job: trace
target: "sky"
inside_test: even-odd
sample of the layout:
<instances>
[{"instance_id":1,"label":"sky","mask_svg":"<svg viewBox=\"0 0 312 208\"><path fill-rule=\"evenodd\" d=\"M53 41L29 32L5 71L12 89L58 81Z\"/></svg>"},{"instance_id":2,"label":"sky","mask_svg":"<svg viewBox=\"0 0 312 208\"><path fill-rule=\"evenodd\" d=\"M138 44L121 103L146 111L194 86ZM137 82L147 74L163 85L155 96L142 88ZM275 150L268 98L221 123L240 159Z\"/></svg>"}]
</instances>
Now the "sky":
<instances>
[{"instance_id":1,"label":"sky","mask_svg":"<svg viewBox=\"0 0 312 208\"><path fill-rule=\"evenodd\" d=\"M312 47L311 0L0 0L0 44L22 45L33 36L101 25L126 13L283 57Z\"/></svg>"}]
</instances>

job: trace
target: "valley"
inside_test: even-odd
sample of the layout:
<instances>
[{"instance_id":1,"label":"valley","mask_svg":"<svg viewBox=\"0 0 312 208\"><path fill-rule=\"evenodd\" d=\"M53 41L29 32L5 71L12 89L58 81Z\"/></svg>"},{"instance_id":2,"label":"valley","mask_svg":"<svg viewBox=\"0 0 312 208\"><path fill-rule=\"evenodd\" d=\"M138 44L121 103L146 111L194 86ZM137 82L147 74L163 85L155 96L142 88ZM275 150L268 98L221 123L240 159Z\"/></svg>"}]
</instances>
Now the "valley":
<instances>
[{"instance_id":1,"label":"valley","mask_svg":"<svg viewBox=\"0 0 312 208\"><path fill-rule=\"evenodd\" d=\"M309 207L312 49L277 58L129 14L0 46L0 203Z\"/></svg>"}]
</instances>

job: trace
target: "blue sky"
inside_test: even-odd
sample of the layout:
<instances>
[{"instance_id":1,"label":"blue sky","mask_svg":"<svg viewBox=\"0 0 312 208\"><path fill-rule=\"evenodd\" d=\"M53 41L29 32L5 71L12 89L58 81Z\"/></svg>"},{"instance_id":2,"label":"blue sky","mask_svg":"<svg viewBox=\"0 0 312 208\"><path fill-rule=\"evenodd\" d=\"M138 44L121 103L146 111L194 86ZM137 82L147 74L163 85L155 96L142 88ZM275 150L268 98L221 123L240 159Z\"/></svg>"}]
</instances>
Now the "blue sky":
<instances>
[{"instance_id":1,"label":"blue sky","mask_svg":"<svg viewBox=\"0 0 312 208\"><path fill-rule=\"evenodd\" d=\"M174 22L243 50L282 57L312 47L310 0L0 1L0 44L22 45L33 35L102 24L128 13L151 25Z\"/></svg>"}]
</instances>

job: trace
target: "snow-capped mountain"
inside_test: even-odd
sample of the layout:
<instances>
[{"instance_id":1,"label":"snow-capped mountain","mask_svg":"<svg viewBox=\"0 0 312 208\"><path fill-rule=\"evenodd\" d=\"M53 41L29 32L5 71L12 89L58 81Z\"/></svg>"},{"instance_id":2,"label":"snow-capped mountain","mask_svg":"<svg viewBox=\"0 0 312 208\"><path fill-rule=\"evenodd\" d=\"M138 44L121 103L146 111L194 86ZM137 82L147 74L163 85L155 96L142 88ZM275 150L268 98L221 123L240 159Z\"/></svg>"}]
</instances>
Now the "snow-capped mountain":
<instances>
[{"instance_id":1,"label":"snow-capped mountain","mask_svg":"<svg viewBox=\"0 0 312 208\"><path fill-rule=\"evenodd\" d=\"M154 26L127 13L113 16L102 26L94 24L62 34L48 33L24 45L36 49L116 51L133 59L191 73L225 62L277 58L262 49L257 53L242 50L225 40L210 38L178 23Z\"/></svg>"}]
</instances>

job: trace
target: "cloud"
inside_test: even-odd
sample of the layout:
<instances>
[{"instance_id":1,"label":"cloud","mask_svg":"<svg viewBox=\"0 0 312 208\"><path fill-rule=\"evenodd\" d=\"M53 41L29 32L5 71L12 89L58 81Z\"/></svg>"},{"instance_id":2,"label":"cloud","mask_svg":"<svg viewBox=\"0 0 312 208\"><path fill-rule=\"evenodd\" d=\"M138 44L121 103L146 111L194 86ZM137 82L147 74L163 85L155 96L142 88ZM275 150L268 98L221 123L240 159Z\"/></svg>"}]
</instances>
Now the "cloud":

SHORT TASK –
Make an exact copy of every line in the data.

TASK RESPONSE –
job: trace
target: "sky"
inside_test: even-odd
sample of the layout:
<instances>
[{"instance_id":1,"label":"sky","mask_svg":"<svg viewBox=\"0 0 312 208\"><path fill-rule=\"evenodd\" d=\"M53 41L29 32L5 71L12 89L58 81Z\"/></svg>"},{"instance_id":2,"label":"sky","mask_svg":"<svg viewBox=\"0 0 312 208\"><path fill-rule=\"evenodd\" d=\"M138 44L121 103L146 111L194 86ZM137 82L147 74L163 85L155 96L142 88ZM275 150L268 98L221 123L240 159Z\"/></svg>"}]
</instances>
Now the "sky":
<instances>
[{"instance_id":1,"label":"sky","mask_svg":"<svg viewBox=\"0 0 312 208\"><path fill-rule=\"evenodd\" d=\"M312 47L311 0L0 0L0 44L22 45L33 36L101 25L126 13L283 57Z\"/></svg>"}]
</instances>

job: trace
target: "valley"
inside_test: even-odd
sample of the layout:
<instances>
[{"instance_id":1,"label":"valley","mask_svg":"<svg viewBox=\"0 0 312 208\"><path fill-rule=\"evenodd\" d=\"M53 41L29 32L5 71L12 89L58 81Z\"/></svg>"},{"instance_id":2,"label":"valley","mask_svg":"<svg viewBox=\"0 0 312 208\"><path fill-rule=\"evenodd\" d=\"M138 44L121 103L146 111L194 86ZM137 82L147 74L163 85L155 96L142 88ZM275 150L268 98L221 123L240 159Z\"/></svg>"}]
</instances>
Now the "valley":
<instances>
[{"instance_id":1,"label":"valley","mask_svg":"<svg viewBox=\"0 0 312 208\"><path fill-rule=\"evenodd\" d=\"M309 207L312 49L277 58L129 14L0 46L0 203Z\"/></svg>"}]
</instances>

job: trace
target: "blue sky"
inside_test: even-odd
sample of the layout:
<instances>
[{"instance_id":1,"label":"blue sky","mask_svg":"<svg viewBox=\"0 0 312 208\"><path fill-rule=\"evenodd\" d=\"M53 41L29 32L5 71L12 89L58 81Z\"/></svg>"},{"instance_id":2,"label":"blue sky","mask_svg":"<svg viewBox=\"0 0 312 208\"><path fill-rule=\"evenodd\" d=\"M138 44L121 103L146 111L194 86ZM137 82L147 74L163 85L155 96L142 88ZM275 150L268 98L221 123L240 159Z\"/></svg>"}]
</instances>
Now the "blue sky":
<instances>
[{"instance_id":1,"label":"blue sky","mask_svg":"<svg viewBox=\"0 0 312 208\"><path fill-rule=\"evenodd\" d=\"M174 22L243 50L282 57L312 47L310 0L0 1L0 44L22 45L33 35L102 24L128 13L151 25Z\"/></svg>"}]
</instances>

job: trace
target: "snow-capped mountain"
inside_test: even-odd
sample of the layout:
<instances>
[{"instance_id":1,"label":"snow-capped mountain","mask_svg":"<svg viewBox=\"0 0 312 208\"><path fill-rule=\"evenodd\" d=\"M53 41L29 32L5 71L12 89L58 81Z\"/></svg>"},{"instance_id":2,"label":"snow-capped mountain","mask_svg":"<svg viewBox=\"0 0 312 208\"><path fill-rule=\"evenodd\" d=\"M138 44L121 103L146 111L194 86ZM137 82L147 74L163 85L155 96L142 88ZM275 150L268 98L221 123L240 159Z\"/></svg>"}]
</instances>
Now the "snow-capped mountain":
<instances>
[{"instance_id":1,"label":"snow-capped mountain","mask_svg":"<svg viewBox=\"0 0 312 208\"><path fill-rule=\"evenodd\" d=\"M154 26L127 13L113 16L102 26L94 24L62 34L48 33L24 45L36 49L116 51L133 59L191 73L225 62L277 58L262 49L257 53L242 50L225 40L210 38L178 23Z\"/></svg>"}]
</instances>

job: trace
target: "cloud"
inside_test: even-odd
sample of the layout:
<instances>
[{"instance_id":1,"label":"cloud","mask_svg":"<svg viewBox=\"0 0 312 208\"><path fill-rule=\"evenodd\" d=\"M53 41L29 32L5 71L12 89L58 81Z\"/></svg>"},{"instance_id":2,"label":"cloud","mask_svg":"<svg viewBox=\"0 0 312 208\"><path fill-rule=\"evenodd\" d=\"M138 44L121 103L146 111L194 86ZM137 82L147 74L163 85L155 96L142 88ZM275 150L268 98L221 123L240 159Z\"/></svg>"}]
</instances>
Now the "cloud":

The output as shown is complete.